#### Data shown ####
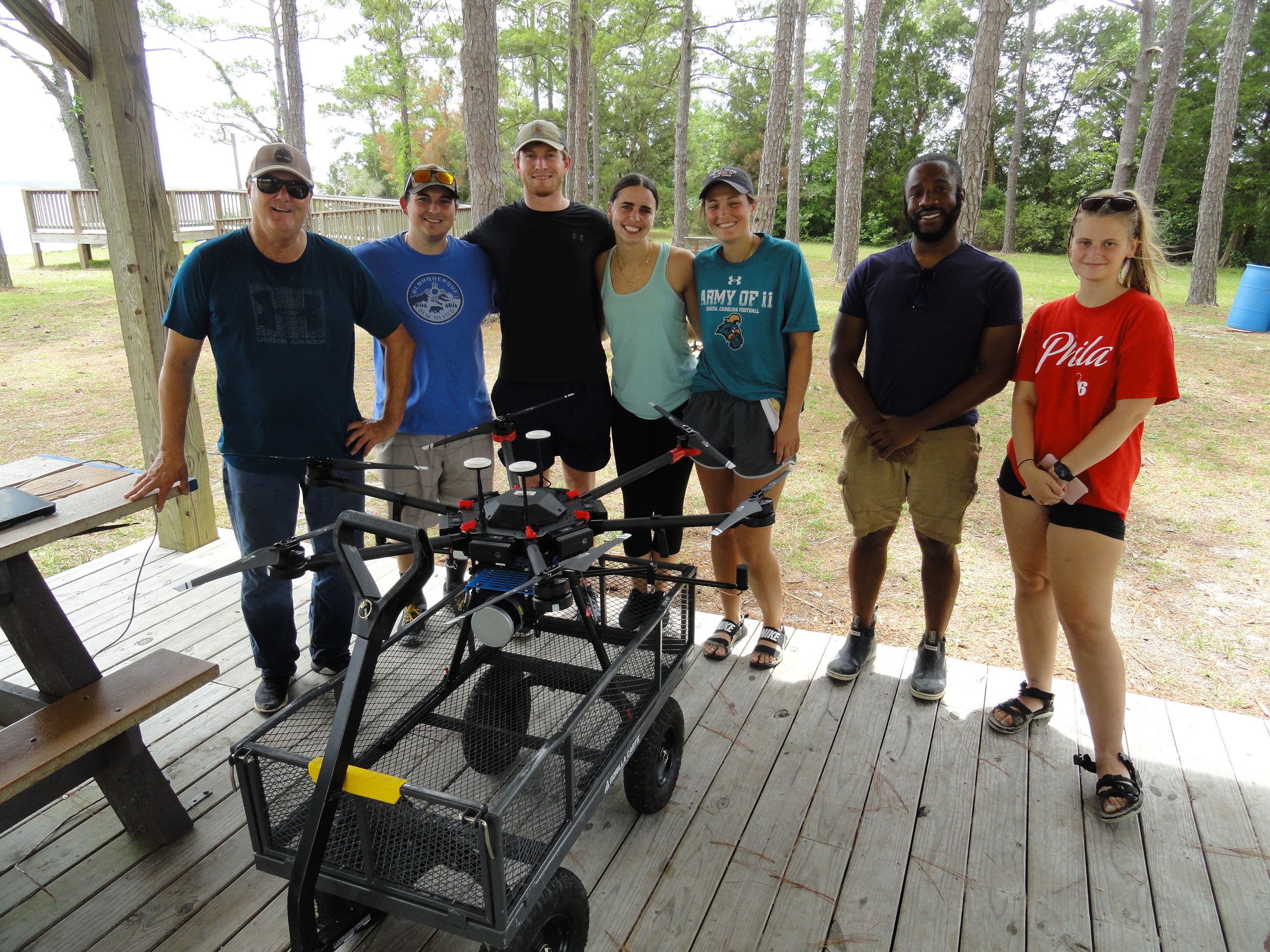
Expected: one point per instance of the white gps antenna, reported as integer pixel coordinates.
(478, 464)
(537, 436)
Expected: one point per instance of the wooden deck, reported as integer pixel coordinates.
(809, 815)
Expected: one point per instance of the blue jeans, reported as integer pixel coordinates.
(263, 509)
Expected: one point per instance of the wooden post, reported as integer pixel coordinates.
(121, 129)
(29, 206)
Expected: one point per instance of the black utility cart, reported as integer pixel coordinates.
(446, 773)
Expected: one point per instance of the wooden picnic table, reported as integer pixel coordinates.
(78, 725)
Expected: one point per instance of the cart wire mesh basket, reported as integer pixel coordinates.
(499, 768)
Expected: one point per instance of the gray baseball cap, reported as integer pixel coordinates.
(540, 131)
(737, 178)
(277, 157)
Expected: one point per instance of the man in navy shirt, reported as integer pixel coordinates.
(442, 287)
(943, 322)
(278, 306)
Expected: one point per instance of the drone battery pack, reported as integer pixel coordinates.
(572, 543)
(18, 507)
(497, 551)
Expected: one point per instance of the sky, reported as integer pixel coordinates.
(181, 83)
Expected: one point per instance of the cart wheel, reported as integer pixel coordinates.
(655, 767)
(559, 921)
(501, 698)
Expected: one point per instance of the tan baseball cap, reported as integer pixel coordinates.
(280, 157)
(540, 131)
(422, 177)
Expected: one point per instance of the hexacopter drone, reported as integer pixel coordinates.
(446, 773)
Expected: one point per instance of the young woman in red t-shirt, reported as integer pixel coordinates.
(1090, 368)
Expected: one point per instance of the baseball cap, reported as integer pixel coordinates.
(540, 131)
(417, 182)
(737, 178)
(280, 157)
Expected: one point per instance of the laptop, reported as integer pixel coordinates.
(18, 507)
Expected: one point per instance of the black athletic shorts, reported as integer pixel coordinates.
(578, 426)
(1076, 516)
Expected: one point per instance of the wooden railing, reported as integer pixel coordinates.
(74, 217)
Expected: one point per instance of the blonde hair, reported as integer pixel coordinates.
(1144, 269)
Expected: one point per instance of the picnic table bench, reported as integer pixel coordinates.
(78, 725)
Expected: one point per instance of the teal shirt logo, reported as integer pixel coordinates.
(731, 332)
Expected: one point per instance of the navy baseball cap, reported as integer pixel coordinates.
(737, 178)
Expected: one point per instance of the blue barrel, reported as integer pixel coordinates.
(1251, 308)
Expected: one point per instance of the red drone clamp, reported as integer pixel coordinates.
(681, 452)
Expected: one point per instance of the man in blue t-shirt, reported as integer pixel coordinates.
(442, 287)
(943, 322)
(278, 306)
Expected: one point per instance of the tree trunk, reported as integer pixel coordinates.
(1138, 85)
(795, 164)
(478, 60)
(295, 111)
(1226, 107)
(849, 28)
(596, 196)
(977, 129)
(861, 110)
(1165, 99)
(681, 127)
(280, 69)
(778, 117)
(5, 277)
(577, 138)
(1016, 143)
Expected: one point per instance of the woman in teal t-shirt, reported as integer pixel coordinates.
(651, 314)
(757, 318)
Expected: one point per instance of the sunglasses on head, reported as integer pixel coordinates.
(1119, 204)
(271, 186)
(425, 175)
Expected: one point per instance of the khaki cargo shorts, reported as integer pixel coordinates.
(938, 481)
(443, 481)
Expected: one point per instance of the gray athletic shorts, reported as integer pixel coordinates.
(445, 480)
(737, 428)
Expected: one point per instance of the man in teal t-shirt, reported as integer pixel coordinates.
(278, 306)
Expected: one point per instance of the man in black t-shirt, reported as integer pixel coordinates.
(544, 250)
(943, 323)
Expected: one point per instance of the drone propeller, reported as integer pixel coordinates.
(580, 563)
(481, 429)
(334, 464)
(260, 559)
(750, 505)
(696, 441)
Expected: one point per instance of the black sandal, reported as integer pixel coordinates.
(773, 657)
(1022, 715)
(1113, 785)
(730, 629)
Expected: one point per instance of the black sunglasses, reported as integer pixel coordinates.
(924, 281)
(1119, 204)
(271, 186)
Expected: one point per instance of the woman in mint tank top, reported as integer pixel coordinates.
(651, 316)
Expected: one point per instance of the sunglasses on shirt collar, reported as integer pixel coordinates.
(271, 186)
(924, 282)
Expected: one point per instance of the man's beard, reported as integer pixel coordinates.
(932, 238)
####
Your goal
Render the data as a Markdown table with an "Index" column for the row number and a "Content" column for the line, starting at the line that contains "Expected: one point per instance of the navy" and ending at the last line of the data. Leave out blank lines.

Final answer
| Index | Content |
|---|---|
| 1 | Expected: one point per instance of the navy baseball cap, reported as integer pixel coordinates. |
| 2 | (737, 178) |
| 3 | Expected: one point per instance of the blue barrel, reported as integer pixel coordinates. |
| 4 | (1251, 308) |
| 5 | Expected: one point per instance of the red drone clamp, reported as integer pixel coordinates. |
| 6 | (681, 452) |
| 7 | Expected: one point per instance of the man in blue t-shirt, reported as integer pixel coordinates. |
| 8 | (442, 287) |
| 9 | (943, 322) |
| 10 | (278, 306) |
| 11 | Expected: one point per instance of the tree trunk, reported as integer pixel coordinates. |
| 12 | (1138, 85) |
| 13 | (795, 164) |
| 14 | (478, 60) |
| 15 | (295, 111) |
| 16 | (1226, 107) |
| 17 | (849, 28) |
| 18 | (596, 196) |
| 19 | (977, 129) |
| 20 | (861, 110) |
| 21 | (1165, 99) |
| 22 | (681, 127) |
| 23 | (280, 69) |
| 24 | (778, 117) |
| 25 | (5, 277) |
| 26 | (577, 138) |
| 27 | (1016, 143) |
| 28 | Expected: one point per instance of the woman in teal t-shirt, reported as integer pixel coordinates. |
| 29 | (651, 314) |
| 30 | (757, 318) |
| 31 | Expected: one point per instance of the sunglasses on head, reported as integer pixel coordinates. |
| 32 | (1119, 204) |
| 33 | (271, 186) |
| 34 | (425, 175) |
| 35 | Expected: one point per instance of the khaki cargo shorts, reported as integer pixel coordinates. |
| 36 | (938, 481) |
| 37 | (443, 481) |
| 38 | Expected: one point per instance of the gray athletic shorts, reported as integer pixel coordinates. |
| 39 | (445, 480) |
| 40 | (737, 428) |
| 41 | Expected: one point per instance of the man in teal t-shirt, reported as integer pixel coordinates. |
| 42 | (278, 306) |
| 43 | Expected: one point per instance of the man in black t-shirt, reported as integer pixel coordinates. |
| 44 | (544, 250) |
| 45 | (943, 323) |
| 46 | Expected: one point per instance of the drone propeller, reported as integer pixel coordinates. |
| 47 | (580, 563) |
| 48 | (481, 429) |
| 49 | (334, 464) |
| 50 | (260, 559) |
| 51 | (750, 505) |
| 52 | (696, 441) |
| 53 | Expected: one point per instance of the black sandal, reported as integer pixel coordinates. |
| 54 | (773, 657) |
| 55 | (1022, 715) |
| 56 | (1113, 785) |
| 57 | (730, 629) |
| 58 | Expected: one point per instance of the black sunglasses, reported as integer pixel coordinates. |
| 59 | (924, 281) |
| 60 | (1119, 204) |
| 61 | (271, 186) |
| 62 | Expected: one point per instance of the woman in mint tank top, reported as integer pixel coordinates. |
| 63 | (651, 316) |
| 64 | Expected: one point per instance of the sunglasses on shirt collar, reported as integer pixel coordinates. |
| 65 | (271, 186) |
| 66 | (924, 282) |
| 67 | Expected: one point per instance of the man's beard, reported as integer pixel coordinates. |
| 68 | (932, 238) |